◆ Extract ◆
-- BEGIN --

October 2017

Devcon 2017 Part II – Day Three

The final day of Devcon – still lots to get through, although, for the sake of some team members, we might need to speak slowly and quietly…

We started the day with a Foundation financial overview from natethomas. Even as a non-profit, volunteer-run organisation, keeping Kodi going is an expensive undertaking by the time you take into account events and conferences, hosting, legal, development hardware, and similar. This in turn led to a conversation about future logistics: we have a large team now, and it’s getting increasingly challenging to get the team together to meet, discuss, work, and socialise while we continue to make your favourite media centre software. We also want to continue to attend and increase our engagement with FOSDEM, ELC, CES, VDD and other open source and multimedia events.

Our next topic was infrastructure with kib. The Kodi systems respond to literally millions of requests per day for such things as downloads and addon updates, so we’re looking after a significant infrastructure. We have multiple servers for the forum, wiki, main web site, build server and mirroring, all of which need to be managed, backed up, maintained, upgraded. Given our recent extended forum downtime, that was clearly part of the discussion as it’s unacceptable in every respect. We need to look again at how we host our content, our architecture, and any weak points.

We then moved onto a brief conversation about addon security. This is a big topic that will need to be progressed separately: addon sandboxing to protect the core code and operating system, for example, or signing and hashing to ensure code integrity.

Tooling was our next topic, led by razee and martijn. Do we have all the tools that the developers need? Are there better ways and methods? How do we take work out of the system, perhaps through automation of some basic sanity checks? How do we make it easier for people to contribute code and get it accepted and merged?

We then moved on to forum moderation, with a discussion led by darrenhill. All forum users should be aware that we do not allow forum conversations or support threads that touch on piracy, guided by a non-comprehensive list of banned addons on the wiki. However, new piracy addons appear all the time, so we need to consider how we better maintain and publicise this list, including making it clearer to new forum sign-ups: we still get too many people who sign up specifically to ask for help with an unsupported addon, for example. The conversation then moved on to log files, and users who edit these to deliberately try to hide addons/repositories. Finally, we moved on to the sanctions we take against users who repeatedly breach the forum rules, and the basis on which we take action while trying to remain fair and transparent.

-- END --

◆ Entries supplied ◆
-- BEGIN --

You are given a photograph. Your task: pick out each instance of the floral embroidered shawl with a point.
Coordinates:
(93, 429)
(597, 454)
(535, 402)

-- END --

◆ Directions ◆
A - Answer each question using the Devcon 2017 report:
(i) Who presented the Foundation financial overview?
(ii) Which two people led the topic of tooling?
(iii) Who led the discussion on forum moderation?
B - From the Devcon 2017 report, extract the passage beginning with "Tooling was our next" up to and including "accepted and merged?".
The records play no part in what is asked here.

◆ Task-by-task solutions ◆
A -
(i) natethomas
(ii) razee and martijn
(iii) darrenhill

B -
Tooling was our next topic, led by razee and martijn. Do we have all the tools that the developers need? Are there better ways and methods? How do we take work out of the system, perhaps through automation of some basic sanity checks? How do we make it easier for people to contribute code and get it accepted and merged?